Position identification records

◆ ◆ ◆ ◆

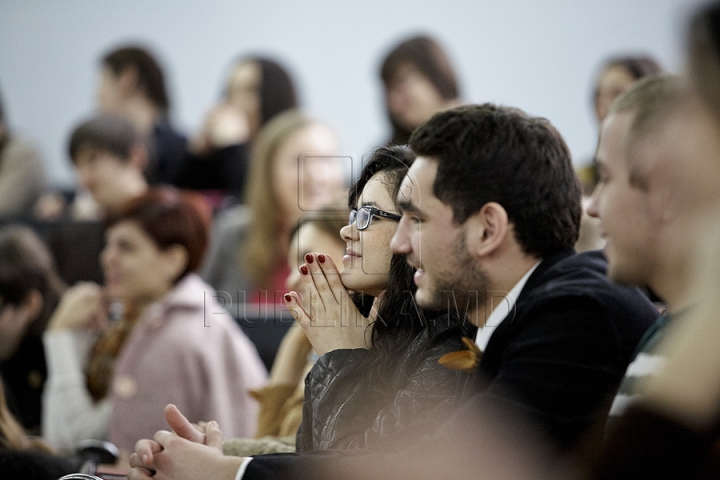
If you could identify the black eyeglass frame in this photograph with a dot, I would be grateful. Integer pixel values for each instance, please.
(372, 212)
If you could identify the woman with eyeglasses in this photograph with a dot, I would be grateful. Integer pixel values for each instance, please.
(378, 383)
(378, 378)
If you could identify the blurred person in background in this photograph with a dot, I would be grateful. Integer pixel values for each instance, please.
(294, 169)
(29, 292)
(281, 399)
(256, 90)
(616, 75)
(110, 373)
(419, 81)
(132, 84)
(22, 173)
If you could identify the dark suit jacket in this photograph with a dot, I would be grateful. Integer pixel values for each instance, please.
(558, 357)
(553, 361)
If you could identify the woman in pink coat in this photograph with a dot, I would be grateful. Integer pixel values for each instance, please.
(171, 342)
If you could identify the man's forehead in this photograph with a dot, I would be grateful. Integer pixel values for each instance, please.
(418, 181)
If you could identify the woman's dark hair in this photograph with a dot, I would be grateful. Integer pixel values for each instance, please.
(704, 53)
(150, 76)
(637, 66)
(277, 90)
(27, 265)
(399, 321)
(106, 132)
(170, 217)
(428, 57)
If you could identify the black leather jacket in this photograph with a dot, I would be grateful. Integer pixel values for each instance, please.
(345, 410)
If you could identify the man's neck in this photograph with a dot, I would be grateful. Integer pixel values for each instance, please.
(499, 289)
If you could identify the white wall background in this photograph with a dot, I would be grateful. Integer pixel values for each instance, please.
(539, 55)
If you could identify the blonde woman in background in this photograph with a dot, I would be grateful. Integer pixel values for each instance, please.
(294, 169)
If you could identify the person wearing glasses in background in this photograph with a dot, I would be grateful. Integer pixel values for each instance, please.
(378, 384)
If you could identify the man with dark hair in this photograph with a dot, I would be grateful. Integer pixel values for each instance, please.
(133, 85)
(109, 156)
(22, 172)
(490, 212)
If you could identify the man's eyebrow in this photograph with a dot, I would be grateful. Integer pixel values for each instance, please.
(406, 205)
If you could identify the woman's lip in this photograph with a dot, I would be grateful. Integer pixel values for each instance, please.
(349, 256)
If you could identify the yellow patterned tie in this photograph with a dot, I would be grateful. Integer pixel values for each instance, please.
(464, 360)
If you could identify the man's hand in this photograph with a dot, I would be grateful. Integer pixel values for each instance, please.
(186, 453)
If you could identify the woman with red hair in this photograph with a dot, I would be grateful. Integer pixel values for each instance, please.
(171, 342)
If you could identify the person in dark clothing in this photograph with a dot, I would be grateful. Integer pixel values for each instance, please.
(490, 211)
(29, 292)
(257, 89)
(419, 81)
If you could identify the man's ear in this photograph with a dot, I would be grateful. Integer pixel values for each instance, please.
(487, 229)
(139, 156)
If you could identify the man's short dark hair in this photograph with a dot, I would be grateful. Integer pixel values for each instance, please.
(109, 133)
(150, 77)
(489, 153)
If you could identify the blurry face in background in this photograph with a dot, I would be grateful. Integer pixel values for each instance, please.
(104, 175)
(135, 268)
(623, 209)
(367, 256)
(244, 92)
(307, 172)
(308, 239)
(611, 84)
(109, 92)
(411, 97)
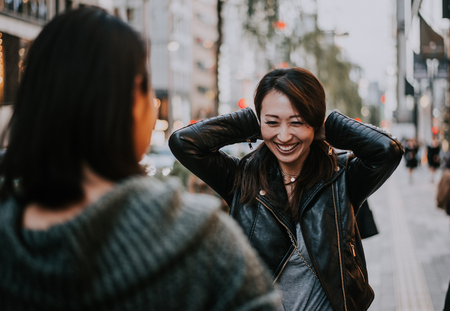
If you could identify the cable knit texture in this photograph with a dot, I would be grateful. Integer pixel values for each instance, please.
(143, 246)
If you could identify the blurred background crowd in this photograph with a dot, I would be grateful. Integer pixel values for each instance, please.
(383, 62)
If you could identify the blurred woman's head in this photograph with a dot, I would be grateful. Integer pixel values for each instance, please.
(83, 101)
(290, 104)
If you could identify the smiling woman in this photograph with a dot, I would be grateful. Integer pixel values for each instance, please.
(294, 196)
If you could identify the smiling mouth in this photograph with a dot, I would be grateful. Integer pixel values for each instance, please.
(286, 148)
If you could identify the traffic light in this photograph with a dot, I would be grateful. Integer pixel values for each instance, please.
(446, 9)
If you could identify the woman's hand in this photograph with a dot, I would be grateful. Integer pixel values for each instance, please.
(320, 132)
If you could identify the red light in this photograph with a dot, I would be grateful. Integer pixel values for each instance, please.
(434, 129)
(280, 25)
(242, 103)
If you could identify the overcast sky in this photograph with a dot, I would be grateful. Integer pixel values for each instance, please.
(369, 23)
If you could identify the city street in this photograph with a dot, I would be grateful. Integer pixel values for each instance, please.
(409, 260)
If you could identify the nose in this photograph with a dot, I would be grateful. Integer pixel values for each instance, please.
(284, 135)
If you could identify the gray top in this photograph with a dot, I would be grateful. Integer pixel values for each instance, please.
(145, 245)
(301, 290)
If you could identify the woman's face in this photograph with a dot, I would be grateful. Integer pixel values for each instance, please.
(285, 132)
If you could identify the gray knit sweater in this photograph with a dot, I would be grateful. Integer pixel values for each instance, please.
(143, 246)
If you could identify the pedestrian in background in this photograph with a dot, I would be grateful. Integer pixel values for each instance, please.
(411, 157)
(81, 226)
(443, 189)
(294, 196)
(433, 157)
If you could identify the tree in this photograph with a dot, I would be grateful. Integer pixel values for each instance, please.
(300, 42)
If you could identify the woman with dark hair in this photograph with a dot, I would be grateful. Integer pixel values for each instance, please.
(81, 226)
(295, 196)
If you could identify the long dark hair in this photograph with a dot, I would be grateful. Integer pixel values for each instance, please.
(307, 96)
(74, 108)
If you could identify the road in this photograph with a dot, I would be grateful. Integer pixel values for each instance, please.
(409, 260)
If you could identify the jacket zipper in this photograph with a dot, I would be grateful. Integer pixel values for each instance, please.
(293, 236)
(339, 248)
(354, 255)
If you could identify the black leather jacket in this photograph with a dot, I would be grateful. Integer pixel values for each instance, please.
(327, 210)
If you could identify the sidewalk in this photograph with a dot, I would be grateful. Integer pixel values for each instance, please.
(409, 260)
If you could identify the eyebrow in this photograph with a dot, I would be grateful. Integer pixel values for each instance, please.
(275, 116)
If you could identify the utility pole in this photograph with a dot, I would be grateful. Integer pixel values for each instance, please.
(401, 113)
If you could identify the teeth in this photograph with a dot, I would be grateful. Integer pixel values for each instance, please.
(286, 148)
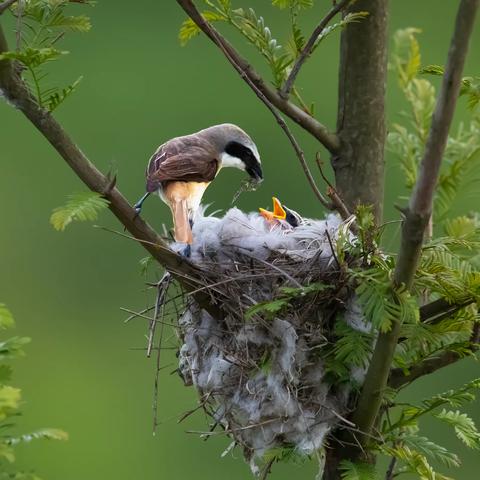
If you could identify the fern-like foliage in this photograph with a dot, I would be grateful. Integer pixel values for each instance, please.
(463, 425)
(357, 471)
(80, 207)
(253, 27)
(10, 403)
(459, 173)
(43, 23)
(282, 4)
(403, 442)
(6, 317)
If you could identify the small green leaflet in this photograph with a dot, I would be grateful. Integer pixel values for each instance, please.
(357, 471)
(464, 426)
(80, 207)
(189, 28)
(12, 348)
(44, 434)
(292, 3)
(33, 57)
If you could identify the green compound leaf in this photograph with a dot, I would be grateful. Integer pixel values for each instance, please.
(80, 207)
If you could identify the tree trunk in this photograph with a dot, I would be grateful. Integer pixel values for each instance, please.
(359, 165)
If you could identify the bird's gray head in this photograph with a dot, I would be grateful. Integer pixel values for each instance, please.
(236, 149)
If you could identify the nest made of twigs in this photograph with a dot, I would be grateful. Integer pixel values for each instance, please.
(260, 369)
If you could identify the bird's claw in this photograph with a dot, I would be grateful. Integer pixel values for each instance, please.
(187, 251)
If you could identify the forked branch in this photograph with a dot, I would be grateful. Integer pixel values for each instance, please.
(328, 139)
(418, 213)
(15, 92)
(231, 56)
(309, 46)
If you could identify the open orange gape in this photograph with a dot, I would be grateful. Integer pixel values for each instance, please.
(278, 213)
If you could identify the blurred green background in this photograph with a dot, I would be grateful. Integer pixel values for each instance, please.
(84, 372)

◆ ◆ ◆ ◆

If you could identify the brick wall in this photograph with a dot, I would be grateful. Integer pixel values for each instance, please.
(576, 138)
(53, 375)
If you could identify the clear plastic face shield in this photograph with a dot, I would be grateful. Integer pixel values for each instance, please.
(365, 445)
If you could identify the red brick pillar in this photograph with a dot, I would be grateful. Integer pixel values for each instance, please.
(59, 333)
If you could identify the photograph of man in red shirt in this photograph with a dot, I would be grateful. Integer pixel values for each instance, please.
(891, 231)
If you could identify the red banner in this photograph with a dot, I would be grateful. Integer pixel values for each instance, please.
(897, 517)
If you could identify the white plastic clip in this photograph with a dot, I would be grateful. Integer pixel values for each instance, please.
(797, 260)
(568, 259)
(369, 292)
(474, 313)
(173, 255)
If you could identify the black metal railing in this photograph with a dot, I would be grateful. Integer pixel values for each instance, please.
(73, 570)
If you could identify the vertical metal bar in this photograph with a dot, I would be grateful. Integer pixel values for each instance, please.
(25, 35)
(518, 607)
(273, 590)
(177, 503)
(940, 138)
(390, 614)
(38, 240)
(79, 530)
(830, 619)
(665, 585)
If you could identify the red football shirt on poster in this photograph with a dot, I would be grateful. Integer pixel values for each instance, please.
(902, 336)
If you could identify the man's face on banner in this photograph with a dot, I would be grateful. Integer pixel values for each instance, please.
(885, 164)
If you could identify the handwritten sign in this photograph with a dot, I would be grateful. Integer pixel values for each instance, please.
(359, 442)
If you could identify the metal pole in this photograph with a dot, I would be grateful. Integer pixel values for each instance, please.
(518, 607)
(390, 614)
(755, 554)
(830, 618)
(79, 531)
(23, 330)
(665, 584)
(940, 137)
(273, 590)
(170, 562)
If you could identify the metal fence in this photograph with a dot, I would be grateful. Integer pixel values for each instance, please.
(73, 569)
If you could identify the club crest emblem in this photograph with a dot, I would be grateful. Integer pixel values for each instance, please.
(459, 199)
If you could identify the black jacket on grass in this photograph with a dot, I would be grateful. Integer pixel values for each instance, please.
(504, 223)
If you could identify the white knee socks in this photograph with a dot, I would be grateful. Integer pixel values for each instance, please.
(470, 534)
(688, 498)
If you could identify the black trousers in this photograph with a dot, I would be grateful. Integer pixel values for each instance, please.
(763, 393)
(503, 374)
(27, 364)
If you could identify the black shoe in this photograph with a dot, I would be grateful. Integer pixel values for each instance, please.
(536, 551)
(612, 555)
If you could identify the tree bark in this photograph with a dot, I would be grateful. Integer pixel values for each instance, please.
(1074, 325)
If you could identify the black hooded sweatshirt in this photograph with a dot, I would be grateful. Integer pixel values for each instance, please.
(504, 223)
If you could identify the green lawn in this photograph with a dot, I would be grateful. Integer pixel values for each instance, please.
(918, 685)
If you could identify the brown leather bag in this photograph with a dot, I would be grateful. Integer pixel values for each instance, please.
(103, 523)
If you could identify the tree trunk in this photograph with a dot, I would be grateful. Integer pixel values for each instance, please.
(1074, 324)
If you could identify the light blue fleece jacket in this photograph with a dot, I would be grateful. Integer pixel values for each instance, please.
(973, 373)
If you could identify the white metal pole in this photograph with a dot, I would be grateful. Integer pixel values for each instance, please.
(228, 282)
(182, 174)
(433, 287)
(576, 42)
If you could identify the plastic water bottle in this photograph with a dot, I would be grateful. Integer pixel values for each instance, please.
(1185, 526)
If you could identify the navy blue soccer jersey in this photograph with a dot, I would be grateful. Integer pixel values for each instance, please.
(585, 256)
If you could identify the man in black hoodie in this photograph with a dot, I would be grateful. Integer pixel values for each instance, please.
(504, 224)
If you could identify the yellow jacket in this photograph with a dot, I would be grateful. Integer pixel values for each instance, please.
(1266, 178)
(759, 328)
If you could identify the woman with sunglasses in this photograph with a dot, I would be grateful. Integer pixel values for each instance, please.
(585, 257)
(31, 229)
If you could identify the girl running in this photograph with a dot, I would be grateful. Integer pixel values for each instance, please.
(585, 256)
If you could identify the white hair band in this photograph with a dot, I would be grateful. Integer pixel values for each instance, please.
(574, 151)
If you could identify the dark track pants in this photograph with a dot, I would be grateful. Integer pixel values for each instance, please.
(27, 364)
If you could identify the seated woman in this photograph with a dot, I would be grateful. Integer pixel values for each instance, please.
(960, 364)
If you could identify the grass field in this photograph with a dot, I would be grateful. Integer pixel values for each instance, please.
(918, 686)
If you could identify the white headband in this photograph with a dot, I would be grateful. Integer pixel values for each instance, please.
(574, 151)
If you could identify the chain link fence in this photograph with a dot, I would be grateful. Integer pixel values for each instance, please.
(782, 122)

◆ ◆ ◆ ◆

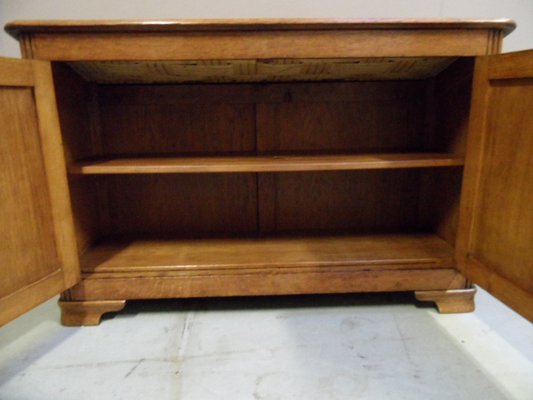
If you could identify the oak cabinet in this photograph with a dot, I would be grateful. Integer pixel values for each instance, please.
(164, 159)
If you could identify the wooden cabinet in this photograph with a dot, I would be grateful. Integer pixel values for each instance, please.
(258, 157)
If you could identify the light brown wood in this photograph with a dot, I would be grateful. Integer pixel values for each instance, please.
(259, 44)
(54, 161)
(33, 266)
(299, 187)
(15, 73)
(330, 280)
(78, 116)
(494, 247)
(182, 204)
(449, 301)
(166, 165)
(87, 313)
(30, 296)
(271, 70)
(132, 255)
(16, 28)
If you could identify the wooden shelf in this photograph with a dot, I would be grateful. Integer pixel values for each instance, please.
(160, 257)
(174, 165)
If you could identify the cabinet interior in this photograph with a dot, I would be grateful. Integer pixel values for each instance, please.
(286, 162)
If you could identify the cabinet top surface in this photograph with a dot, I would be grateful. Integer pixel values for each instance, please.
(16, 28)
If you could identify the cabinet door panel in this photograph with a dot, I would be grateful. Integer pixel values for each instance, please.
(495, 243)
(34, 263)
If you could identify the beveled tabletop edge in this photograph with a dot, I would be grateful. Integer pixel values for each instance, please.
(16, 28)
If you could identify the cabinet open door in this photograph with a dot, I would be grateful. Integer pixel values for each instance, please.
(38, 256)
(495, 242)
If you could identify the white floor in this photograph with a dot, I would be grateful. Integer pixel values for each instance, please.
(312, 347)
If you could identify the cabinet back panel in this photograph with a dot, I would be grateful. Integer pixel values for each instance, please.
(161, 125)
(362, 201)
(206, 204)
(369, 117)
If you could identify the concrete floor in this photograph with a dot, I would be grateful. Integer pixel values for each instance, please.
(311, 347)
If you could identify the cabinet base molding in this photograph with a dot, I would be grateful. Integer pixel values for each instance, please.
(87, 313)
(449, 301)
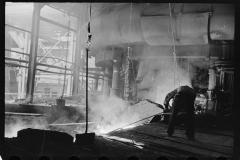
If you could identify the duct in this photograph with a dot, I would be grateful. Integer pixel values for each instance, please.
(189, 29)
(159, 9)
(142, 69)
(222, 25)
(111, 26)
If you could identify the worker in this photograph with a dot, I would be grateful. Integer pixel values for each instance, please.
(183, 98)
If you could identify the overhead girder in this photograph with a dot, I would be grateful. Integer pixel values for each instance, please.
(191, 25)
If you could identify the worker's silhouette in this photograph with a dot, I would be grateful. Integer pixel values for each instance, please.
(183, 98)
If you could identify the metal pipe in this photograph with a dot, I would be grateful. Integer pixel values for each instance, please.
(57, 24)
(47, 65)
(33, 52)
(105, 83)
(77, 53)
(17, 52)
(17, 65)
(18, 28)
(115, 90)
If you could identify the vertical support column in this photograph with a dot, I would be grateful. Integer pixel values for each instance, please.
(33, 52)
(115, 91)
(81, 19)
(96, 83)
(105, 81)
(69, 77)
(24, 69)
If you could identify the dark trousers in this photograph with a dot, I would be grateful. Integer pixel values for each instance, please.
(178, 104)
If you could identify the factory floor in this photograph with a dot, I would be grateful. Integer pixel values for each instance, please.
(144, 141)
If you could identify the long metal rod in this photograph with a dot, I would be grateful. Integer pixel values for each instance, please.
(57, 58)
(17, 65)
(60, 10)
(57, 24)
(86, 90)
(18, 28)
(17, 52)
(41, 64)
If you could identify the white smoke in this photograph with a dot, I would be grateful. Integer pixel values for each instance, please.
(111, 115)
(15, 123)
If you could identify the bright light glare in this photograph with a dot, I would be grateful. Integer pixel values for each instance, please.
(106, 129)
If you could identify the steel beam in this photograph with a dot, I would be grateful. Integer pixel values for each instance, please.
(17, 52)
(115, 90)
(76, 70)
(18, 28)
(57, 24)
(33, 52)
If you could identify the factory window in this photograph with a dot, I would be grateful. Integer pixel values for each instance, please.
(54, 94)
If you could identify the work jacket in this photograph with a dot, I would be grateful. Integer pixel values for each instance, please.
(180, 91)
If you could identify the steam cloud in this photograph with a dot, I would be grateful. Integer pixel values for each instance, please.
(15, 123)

◆ ◆ ◆ ◆

What you need to do -> Which lines in the records above contain the string "brown"? Pick out every such line and copy it in full, matching case exactly.

Result ->
If you could identify the brown leather bag in this photograph with a dot, I would be grateful. Integer pixel values for each instance, please.
If you could identify the light brown wood in this photograph with a dot, I would be grateful. Integer pixel values for each instance, please.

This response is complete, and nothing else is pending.